The task:
Filter the data below for the string "correct" and copy each matching line.

Data to process:
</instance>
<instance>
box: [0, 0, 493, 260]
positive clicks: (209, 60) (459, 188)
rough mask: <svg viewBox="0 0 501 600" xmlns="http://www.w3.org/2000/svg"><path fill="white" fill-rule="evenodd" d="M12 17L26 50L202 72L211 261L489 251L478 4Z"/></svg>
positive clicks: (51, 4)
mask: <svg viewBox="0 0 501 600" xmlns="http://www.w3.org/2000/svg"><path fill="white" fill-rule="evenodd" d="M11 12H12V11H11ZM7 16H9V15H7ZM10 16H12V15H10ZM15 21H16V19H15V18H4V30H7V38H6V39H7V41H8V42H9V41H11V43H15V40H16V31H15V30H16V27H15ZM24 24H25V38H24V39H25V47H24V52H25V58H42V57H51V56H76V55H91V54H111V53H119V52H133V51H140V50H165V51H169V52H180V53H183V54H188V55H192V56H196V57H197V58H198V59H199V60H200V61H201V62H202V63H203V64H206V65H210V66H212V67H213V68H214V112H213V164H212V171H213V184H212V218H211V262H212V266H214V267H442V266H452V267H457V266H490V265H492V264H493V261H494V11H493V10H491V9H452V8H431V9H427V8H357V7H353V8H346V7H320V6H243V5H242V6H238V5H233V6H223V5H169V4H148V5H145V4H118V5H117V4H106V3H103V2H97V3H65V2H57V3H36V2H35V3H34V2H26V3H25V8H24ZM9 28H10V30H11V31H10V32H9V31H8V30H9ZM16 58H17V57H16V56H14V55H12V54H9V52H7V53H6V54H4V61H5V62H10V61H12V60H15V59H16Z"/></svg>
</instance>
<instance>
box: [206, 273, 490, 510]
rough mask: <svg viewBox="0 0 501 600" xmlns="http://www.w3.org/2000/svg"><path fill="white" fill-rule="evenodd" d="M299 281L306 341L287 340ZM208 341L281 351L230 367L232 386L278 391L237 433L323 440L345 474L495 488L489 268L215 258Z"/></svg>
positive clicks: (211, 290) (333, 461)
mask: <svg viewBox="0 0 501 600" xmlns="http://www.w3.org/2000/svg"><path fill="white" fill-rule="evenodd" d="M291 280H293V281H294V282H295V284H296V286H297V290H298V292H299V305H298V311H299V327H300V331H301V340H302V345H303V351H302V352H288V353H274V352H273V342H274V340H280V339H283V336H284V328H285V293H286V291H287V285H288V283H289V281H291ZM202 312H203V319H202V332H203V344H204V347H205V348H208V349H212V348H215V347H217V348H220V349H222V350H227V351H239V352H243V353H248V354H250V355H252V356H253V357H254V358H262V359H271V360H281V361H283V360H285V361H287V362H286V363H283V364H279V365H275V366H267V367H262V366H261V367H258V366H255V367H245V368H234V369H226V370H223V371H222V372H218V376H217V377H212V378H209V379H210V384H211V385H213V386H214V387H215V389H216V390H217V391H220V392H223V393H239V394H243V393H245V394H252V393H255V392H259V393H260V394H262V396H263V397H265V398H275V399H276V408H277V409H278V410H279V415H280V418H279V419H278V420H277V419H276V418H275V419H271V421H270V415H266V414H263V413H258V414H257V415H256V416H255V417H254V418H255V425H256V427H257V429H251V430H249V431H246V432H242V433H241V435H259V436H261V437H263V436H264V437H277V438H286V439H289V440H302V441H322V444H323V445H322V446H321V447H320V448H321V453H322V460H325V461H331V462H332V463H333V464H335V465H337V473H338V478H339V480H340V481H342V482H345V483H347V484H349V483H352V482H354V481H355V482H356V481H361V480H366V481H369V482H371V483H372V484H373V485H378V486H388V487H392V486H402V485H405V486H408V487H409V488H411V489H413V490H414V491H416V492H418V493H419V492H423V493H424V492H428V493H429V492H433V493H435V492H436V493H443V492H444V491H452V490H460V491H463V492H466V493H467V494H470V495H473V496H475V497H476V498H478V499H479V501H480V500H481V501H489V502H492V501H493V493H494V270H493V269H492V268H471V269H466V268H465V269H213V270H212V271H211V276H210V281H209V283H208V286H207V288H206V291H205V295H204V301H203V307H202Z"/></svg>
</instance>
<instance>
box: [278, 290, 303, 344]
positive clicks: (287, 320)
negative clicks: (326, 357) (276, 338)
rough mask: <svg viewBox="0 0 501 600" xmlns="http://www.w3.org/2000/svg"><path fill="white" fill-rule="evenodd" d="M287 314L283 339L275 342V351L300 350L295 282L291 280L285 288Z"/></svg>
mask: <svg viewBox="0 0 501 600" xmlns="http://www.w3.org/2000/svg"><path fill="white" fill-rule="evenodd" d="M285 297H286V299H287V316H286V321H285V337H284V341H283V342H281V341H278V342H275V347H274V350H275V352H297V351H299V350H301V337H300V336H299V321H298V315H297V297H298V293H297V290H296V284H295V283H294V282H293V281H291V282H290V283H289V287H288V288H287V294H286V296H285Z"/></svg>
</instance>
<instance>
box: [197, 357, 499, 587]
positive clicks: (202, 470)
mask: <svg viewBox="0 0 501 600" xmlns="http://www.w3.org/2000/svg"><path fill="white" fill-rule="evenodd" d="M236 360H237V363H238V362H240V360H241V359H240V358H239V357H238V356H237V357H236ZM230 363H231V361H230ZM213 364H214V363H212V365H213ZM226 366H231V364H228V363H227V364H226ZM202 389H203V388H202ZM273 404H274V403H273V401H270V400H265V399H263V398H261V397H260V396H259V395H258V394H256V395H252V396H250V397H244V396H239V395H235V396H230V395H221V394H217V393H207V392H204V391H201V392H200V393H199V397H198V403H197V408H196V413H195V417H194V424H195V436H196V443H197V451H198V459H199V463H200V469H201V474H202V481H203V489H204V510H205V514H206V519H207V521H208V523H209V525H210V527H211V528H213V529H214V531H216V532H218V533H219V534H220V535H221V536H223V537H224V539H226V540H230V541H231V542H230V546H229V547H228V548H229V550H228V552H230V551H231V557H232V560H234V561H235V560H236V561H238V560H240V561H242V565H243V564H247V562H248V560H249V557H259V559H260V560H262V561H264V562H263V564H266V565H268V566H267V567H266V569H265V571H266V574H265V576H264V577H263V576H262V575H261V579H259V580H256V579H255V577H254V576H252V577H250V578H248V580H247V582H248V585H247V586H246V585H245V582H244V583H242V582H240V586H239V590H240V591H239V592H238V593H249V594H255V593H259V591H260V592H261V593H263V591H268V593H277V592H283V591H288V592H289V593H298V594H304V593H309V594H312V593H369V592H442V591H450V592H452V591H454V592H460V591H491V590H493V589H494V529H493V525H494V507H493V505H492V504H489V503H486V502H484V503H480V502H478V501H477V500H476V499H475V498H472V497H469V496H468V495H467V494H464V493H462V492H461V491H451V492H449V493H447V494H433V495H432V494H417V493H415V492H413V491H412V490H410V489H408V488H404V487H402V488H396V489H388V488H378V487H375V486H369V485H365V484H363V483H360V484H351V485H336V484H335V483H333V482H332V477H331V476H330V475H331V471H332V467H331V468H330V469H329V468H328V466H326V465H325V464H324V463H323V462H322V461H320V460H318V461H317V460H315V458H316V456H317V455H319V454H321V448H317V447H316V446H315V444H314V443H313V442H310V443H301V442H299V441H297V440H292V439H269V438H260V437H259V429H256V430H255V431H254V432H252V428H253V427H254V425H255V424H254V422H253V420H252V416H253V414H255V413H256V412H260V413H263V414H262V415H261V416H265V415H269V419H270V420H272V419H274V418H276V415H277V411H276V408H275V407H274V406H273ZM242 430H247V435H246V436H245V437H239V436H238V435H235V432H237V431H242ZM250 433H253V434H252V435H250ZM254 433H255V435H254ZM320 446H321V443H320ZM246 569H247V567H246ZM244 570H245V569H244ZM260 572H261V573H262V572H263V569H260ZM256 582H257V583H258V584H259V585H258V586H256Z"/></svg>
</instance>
--
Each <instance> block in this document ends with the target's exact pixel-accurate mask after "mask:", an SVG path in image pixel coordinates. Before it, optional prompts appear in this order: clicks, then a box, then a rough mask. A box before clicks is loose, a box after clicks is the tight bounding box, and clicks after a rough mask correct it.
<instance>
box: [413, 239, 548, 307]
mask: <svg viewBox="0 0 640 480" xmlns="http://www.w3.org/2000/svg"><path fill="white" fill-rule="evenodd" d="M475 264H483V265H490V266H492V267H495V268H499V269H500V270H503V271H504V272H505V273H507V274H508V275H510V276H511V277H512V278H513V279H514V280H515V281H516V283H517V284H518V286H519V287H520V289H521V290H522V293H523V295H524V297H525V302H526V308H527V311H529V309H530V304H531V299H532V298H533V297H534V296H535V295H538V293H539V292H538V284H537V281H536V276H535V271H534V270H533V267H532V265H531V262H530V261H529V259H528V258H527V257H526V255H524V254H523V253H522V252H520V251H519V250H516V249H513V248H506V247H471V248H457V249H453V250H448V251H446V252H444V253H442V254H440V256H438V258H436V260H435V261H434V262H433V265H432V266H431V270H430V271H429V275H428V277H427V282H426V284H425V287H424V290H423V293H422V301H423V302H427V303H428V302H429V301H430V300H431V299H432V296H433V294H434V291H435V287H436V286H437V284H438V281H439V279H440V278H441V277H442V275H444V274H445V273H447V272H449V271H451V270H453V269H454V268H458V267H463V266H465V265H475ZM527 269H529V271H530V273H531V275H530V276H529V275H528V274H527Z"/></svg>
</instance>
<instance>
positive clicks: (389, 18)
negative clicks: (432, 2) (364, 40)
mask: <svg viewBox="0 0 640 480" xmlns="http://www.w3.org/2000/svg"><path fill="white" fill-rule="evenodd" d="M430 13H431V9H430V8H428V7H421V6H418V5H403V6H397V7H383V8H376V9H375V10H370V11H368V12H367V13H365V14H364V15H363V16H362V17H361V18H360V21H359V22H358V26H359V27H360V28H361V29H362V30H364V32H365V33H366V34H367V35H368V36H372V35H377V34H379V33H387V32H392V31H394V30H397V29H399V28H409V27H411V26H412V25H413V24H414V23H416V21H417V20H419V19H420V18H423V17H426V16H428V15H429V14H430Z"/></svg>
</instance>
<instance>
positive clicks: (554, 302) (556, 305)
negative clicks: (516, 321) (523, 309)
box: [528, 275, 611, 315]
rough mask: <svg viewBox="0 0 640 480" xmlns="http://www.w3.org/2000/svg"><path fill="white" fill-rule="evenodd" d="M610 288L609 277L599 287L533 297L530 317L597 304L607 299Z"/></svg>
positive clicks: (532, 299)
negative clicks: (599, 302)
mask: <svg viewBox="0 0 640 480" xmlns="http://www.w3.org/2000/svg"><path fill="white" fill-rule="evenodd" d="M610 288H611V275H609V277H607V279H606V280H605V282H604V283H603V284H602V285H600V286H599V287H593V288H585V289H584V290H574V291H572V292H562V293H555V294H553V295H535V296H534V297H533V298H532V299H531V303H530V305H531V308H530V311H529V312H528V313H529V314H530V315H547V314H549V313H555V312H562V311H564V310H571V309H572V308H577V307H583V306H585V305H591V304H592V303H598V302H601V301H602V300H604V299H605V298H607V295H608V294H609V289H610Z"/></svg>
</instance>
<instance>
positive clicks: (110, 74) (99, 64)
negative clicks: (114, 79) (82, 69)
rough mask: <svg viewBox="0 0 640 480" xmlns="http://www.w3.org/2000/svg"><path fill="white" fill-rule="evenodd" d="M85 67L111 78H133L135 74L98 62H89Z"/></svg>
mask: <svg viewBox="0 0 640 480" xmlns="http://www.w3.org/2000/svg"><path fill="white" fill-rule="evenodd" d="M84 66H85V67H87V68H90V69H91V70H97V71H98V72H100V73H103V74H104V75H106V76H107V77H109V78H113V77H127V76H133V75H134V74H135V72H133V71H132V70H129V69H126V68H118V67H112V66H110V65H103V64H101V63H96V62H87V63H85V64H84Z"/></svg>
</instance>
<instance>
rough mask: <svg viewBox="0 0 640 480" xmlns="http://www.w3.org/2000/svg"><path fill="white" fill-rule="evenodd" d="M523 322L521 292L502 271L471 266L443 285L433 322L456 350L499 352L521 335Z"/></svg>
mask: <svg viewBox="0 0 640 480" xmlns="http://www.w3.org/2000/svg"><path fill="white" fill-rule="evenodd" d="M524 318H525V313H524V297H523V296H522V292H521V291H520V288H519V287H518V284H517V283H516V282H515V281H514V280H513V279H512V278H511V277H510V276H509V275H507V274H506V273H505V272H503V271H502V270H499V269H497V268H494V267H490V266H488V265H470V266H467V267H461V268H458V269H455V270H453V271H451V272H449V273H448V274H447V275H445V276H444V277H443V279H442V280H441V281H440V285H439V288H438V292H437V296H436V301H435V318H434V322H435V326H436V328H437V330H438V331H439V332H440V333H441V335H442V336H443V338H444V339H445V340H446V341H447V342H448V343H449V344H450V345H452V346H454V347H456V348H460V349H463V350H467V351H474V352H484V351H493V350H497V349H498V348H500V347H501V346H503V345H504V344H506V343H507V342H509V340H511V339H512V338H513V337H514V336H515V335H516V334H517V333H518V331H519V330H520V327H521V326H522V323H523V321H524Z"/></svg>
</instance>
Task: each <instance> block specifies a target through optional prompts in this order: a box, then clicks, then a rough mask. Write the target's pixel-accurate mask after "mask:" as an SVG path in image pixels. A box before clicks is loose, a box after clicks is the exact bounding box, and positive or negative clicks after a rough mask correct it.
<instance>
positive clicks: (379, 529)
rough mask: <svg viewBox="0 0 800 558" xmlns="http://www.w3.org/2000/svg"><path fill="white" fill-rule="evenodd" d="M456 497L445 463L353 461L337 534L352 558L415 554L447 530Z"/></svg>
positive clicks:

Written answer:
Each <instance> block in this document ends with the target's exact pixel-accurate mask after "mask:", an SVG path in image pixel coordinates. Before it, optional prompts appear in this order: clicks, then a box, then a rough mask. A box before clicks is loose, a box after clicks is the tight bounding box, and clicks after a rough mask correct it.
Task: each <instance> block specifies a target through optional prompts in this order: a box, then clicks, then a rough mask. Write the target's pixel-accurate mask after "mask:" as an SVG path in image pixels. A box before clicks is loose, a box after clicks is the exact bounding box, and positive or negative clicks after a rough mask correct it.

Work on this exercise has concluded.